Position identification records
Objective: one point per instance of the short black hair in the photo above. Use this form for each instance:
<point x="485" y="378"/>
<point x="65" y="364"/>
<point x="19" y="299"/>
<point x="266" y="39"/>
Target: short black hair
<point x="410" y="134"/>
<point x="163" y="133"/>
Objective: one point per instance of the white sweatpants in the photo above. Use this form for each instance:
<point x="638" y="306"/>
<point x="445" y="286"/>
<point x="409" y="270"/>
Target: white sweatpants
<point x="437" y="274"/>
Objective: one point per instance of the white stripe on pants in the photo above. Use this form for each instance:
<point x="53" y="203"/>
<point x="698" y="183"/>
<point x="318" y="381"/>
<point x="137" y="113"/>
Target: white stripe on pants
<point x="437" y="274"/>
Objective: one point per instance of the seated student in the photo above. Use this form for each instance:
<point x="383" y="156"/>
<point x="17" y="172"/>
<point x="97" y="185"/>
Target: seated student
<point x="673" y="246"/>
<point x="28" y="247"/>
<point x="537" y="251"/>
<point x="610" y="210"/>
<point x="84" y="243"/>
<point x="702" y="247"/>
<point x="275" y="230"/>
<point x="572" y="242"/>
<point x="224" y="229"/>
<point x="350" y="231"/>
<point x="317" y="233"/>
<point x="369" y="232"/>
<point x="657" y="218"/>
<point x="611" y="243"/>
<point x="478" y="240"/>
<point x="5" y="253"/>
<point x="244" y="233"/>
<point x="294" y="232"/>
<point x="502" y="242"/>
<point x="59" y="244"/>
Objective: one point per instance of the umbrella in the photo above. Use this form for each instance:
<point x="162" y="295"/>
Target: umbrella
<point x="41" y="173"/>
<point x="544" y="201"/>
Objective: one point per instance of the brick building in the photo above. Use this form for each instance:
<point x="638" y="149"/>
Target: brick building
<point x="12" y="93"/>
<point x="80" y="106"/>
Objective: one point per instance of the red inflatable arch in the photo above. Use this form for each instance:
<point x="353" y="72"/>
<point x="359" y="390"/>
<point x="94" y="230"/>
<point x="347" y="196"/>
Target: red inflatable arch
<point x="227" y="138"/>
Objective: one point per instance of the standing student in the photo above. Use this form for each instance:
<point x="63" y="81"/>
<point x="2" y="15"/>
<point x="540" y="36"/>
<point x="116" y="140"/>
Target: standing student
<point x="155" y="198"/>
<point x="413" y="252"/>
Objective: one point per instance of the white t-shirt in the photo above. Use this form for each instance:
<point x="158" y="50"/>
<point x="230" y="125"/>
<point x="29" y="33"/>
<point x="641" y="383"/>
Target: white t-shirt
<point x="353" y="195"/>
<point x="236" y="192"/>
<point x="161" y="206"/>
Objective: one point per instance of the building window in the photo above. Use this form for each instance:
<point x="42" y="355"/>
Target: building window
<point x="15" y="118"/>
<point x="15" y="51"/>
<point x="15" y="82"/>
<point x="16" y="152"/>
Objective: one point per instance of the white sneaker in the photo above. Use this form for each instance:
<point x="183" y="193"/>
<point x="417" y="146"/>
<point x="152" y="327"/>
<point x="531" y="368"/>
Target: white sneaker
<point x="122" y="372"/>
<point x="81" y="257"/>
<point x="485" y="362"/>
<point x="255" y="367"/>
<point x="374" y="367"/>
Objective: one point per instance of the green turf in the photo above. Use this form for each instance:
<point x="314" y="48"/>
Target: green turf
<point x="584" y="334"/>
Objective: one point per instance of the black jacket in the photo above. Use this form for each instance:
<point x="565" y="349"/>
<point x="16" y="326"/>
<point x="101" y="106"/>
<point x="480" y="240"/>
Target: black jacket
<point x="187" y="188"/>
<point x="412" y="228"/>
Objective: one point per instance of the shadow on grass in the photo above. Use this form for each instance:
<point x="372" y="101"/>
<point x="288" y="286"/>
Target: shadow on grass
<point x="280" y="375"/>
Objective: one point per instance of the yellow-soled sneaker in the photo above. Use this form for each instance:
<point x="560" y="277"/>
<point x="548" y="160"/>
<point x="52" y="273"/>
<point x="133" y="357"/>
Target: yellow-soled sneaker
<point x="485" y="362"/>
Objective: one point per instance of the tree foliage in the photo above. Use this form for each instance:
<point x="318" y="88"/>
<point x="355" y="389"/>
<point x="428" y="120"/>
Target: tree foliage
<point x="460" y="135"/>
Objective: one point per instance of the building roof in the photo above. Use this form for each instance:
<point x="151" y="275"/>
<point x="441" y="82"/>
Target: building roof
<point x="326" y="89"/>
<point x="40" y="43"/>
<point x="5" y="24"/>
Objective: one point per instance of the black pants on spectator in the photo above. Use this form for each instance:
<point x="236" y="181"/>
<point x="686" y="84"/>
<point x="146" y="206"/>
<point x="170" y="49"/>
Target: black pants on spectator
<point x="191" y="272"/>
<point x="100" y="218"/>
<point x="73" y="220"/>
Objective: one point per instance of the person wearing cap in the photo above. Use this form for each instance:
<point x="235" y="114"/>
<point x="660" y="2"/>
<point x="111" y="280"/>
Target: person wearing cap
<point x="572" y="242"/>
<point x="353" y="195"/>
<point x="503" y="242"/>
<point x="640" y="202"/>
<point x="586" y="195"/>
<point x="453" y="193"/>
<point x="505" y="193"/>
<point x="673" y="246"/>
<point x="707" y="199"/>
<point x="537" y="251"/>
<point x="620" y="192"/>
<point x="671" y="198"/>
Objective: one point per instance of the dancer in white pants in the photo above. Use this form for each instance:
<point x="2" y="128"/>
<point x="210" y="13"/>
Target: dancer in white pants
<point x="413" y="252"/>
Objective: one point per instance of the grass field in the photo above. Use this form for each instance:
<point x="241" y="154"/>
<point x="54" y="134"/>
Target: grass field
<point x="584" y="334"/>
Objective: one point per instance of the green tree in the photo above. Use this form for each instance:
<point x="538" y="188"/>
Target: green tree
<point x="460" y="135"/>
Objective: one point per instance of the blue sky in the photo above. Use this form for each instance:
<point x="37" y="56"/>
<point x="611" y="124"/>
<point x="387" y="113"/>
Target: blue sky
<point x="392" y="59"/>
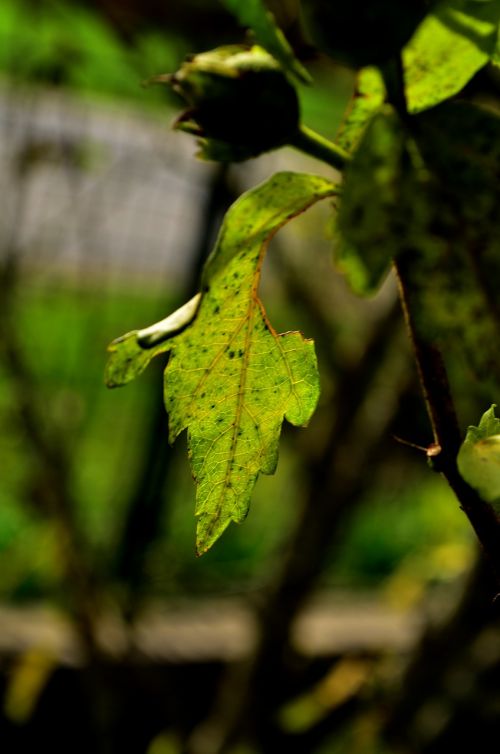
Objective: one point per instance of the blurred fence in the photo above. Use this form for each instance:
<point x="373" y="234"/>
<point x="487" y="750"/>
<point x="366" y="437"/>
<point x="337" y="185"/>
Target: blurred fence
<point x="96" y="186"/>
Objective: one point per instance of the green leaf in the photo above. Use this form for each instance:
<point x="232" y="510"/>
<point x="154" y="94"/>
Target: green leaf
<point x="379" y="203"/>
<point x="368" y="97"/>
<point x="479" y="458"/>
<point x="231" y="379"/>
<point x="460" y="144"/>
<point x="254" y="14"/>
<point x="131" y="353"/>
<point x="449" y="47"/>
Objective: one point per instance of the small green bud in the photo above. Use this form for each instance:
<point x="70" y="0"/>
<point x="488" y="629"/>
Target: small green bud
<point x="240" y="103"/>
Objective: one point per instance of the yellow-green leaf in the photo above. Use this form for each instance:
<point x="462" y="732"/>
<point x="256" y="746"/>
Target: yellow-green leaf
<point x="479" y="458"/>
<point x="231" y="379"/>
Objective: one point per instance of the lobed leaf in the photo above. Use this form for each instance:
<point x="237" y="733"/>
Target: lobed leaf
<point x="367" y="99"/>
<point x="455" y="40"/>
<point x="255" y="15"/>
<point x="479" y="458"/>
<point x="231" y="379"/>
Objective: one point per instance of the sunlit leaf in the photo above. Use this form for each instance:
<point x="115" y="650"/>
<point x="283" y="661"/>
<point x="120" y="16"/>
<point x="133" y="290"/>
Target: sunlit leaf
<point x="453" y="42"/>
<point x="479" y="458"/>
<point x="254" y="14"/>
<point x="368" y="97"/>
<point x="231" y="379"/>
<point x="131" y="353"/>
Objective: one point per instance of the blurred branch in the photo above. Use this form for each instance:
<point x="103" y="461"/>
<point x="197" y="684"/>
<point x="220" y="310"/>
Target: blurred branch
<point x="441" y="411"/>
<point x="442" y="647"/>
<point x="49" y="450"/>
<point x="147" y="499"/>
<point x="250" y="694"/>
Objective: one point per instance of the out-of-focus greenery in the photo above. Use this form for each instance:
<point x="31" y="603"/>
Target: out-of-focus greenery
<point x="66" y="44"/>
<point x="398" y="529"/>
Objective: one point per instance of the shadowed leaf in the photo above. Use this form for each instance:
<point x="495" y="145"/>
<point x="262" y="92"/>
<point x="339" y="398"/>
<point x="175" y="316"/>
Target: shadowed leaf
<point x="453" y="42"/>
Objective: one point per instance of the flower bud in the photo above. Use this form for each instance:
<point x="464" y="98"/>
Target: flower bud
<point x="240" y="103"/>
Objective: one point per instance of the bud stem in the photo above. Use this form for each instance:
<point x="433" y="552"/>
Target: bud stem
<point x="315" y="145"/>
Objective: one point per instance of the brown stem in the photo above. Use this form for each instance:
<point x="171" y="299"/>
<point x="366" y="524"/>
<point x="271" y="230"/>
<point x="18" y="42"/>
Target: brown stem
<point x="442" y="415"/>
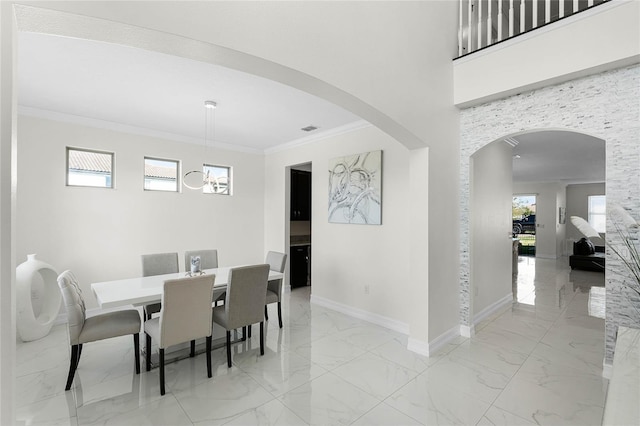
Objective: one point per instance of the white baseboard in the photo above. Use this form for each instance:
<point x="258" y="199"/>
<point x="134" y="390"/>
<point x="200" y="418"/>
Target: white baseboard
<point x="418" y="346"/>
<point x="607" y="370"/>
<point x="442" y="340"/>
<point x="486" y="312"/>
<point x="415" y="345"/>
<point x="466" y="331"/>
<point x="546" y="256"/>
<point x="380" y="320"/>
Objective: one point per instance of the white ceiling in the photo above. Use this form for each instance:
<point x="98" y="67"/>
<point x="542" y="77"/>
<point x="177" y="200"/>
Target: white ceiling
<point x="152" y="93"/>
<point x="558" y="156"/>
<point x="165" y="94"/>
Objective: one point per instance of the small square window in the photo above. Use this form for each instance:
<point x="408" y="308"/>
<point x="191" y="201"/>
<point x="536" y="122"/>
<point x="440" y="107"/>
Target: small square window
<point x="598" y="212"/>
<point x="161" y="175"/>
<point x="218" y="178"/>
<point x="87" y="167"/>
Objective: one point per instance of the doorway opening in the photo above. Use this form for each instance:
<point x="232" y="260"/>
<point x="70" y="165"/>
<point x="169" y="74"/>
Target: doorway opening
<point x="300" y="226"/>
<point x="523" y="215"/>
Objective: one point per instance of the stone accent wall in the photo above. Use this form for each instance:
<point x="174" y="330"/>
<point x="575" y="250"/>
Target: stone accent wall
<point x="606" y="106"/>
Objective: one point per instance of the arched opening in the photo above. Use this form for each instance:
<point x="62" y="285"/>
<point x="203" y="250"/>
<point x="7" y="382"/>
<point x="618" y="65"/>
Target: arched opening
<point x="548" y="163"/>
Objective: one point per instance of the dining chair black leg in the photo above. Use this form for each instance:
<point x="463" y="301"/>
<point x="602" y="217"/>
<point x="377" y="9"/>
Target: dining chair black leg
<point x="161" y="371"/>
<point x="136" y="351"/>
<point x="147" y="350"/>
<point x="229" y="348"/>
<point x="209" y="356"/>
<point x="261" y="337"/>
<point x="73" y="364"/>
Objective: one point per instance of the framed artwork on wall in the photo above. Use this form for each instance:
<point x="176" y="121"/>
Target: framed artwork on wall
<point x="355" y="189"/>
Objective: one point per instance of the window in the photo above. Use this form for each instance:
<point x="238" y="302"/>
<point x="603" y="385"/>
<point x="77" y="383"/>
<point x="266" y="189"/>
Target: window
<point x="598" y="212"/>
<point x="87" y="167"/>
<point x="160" y="175"/>
<point x="219" y="178"/>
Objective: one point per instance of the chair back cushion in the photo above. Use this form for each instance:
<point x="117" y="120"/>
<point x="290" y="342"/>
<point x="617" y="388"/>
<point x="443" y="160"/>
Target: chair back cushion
<point x="159" y="264"/>
<point x="74" y="303"/>
<point x="246" y="292"/>
<point x="276" y="261"/>
<point x="186" y="310"/>
<point x="208" y="259"/>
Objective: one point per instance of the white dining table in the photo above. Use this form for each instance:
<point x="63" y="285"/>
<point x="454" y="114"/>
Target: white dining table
<point x="144" y="290"/>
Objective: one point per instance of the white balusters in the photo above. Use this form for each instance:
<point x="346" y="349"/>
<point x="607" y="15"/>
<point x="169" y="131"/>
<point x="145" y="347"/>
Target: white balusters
<point x="500" y="16"/>
<point x="489" y="24"/>
<point x="547" y="11"/>
<point x="460" y="49"/>
<point x="477" y="27"/>
<point x="511" y="18"/>
<point x="469" y="25"/>
<point x="480" y="24"/>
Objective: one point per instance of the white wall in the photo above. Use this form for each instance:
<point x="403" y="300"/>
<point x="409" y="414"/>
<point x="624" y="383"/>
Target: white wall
<point x="549" y="232"/>
<point x="389" y="62"/>
<point x="603" y="38"/>
<point x="8" y="95"/>
<point x="491" y="243"/>
<point x="578" y="205"/>
<point x="101" y="233"/>
<point x="348" y="257"/>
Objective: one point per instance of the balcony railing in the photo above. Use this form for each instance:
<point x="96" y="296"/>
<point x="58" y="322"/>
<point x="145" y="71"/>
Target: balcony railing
<point x="487" y="22"/>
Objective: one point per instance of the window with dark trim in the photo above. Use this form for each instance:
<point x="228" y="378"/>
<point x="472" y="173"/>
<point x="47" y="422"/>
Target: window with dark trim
<point x="87" y="167"/>
<point x="161" y="174"/>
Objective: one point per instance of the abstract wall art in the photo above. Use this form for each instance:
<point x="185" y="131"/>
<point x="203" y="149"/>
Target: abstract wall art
<point x="355" y="189"/>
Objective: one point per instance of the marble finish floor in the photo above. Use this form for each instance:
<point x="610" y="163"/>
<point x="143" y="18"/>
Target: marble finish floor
<point x="537" y="361"/>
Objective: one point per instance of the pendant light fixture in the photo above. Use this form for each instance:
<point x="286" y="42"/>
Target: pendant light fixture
<point x="197" y="179"/>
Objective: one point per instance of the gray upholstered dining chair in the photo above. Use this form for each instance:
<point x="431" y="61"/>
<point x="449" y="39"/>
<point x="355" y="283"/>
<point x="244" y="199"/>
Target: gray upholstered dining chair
<point x="85" y="328"/>
<point x="192" y="295"/>
<point x="244" y="302"/>
<point x="157" y="264"/>
<point x="277" y="262"/>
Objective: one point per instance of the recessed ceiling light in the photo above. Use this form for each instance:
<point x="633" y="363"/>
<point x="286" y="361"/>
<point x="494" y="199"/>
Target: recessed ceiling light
<point x="511" y="141"/>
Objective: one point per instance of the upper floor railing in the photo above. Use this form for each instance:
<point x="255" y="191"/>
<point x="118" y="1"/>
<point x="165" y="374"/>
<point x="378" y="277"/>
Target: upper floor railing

> [Aim of the task]:
Return the lines from the line containing "Objective: one point per instance of the balcony" to the end of the entries above, exactly as they appear and with no other output.

> [Output of the exercise]:
Objective: one point per instance of the balcony railing in the photo above. Use this form for each instance:
<point x="96" y="296"/>
<point x="58" y="322"/>
<point x="145" y="71"/>
Target: balcony railing
<point x="487" y="22"/>
Objective: one point per instance of the window with dark trim in the photo above. Use this form for each instance:
<point x="228" y="378"/>
<point x="472" y="173"/>
<point x="47" y="422"/>
Target: window with dark trim
<point x="87" y="167"/>
<point x="161" y="174"/>
Objective: one point per instance of the abstract wall art in the photo above. Use this form for each instance:
<point x="185" y="131"/>
<point x="203" y="149"/>
Target: abstract wall art
<point x="355" y="189"/>
Objective: one point per instance of the marble finish floor in the photo above. Use this form for each instance:
<point x="610" y="163"/>
<point x="143" y="18"/>
Target: marble finish floor
<point x="537" y="361"/>
Objective: one point per instance of the pendant light fixture in the photo above. Use this form for each instance:
<point x="286" y="42"/>
Target: pendant light fixture
<point x="197" y="179"/>
Objective: one point per instance of the gray upholstered dining chair in the photo above. Use this form for each instance:
<point x="431" y="61"/>
<point x="449" y="39"/>
<point x="355" y="283"/>
<point x="244" y="199"/>
Target: gray upholstered dining chair
<point x="85" y="328"/>
<point x="192" y="295"/>
<point x="244" y="302"/>
<point x="157" y="264"/>
<point x="277" y="262"/>
Objective: one point per instance of the recessed ceiling light in the photo above. Use this form for each instance:
<point x="633" y="363"/>
<point x="286" y="361"/>
<point x="494" y="199"/>
Target: recessed ceiling light
<point x="511" y="141"/>
Objective: one point per instance of the upper floor railing in the photo above. Use this form for each instance:
<point x="255" y="191"/>
<point x="118" y="1"/>
<point x="165" y="374"/>
<point x="378" y="277"/>
Target: upper floor railing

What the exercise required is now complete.